● Task instructions: Copy only what runs from the line containing "Reviewer note: confirm that every instance of the white sneaker" through the end of the material below, line for line, with both ends included.

● Exercise input:
⁂

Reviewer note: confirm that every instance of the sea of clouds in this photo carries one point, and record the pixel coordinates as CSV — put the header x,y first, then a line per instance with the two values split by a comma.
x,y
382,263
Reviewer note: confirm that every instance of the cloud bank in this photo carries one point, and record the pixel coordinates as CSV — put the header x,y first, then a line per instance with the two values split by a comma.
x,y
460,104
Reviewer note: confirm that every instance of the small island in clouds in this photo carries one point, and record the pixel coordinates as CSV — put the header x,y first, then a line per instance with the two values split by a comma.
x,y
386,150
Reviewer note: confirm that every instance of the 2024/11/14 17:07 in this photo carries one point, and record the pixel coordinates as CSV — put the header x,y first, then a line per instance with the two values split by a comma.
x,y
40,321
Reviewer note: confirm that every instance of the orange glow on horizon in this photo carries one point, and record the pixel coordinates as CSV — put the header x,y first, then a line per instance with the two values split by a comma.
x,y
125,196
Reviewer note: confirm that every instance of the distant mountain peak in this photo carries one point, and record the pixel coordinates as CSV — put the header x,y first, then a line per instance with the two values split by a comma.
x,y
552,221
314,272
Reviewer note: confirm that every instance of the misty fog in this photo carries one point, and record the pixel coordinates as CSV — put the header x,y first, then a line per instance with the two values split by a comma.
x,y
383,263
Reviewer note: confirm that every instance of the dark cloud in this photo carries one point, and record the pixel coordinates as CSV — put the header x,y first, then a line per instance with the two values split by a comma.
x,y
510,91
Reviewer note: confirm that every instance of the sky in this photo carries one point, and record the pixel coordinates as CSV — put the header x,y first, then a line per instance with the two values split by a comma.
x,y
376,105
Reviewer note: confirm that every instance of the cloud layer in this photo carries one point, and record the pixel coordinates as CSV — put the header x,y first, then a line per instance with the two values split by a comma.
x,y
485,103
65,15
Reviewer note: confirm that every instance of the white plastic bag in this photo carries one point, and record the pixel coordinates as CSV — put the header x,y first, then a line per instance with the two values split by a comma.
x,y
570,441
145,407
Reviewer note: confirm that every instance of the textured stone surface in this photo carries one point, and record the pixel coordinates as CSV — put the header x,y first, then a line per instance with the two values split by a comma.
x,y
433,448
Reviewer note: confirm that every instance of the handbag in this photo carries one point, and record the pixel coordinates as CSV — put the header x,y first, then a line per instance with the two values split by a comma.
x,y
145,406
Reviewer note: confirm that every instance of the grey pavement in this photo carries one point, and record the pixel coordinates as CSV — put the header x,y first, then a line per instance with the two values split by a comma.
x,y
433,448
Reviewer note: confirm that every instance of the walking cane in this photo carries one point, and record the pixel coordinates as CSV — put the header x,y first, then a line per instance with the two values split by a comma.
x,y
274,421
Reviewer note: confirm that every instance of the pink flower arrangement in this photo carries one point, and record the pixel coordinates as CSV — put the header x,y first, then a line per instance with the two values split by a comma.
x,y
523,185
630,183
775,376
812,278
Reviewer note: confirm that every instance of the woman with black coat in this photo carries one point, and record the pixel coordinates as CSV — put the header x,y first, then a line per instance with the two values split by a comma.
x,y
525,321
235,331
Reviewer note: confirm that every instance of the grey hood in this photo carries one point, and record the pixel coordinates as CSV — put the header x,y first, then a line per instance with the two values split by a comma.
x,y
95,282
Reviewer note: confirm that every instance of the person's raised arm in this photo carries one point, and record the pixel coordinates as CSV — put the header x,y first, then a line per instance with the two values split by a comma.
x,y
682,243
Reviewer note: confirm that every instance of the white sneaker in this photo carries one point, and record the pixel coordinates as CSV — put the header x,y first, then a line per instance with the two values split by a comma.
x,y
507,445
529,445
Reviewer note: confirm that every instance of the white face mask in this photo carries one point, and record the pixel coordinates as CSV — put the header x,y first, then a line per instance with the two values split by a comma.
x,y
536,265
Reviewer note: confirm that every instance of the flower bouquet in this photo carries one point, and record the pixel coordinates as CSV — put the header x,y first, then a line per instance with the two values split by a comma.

⁂

● Reply:
Reviewer note: confirm that every instance of the white sneaker in this photo carries one point, and record the pixel coordinates as CSV — put the header x,y first, then a line per instance with the two values split by a comma.
x,y
507,445
529,445
Reviewer note: confirm that every instance of the white face mask in this photo carries one point, and record the pixel coordinates as CSV — put the header x,y first, then a line per instance with the two values split by a comma.
x,y
536,265
Reviewer note: confirm that every instance of the flower bouquet in this photo carries one point, and record the pixel coordinates as CSV — put the header x,y first, then a line per instance with the two values split by a comma.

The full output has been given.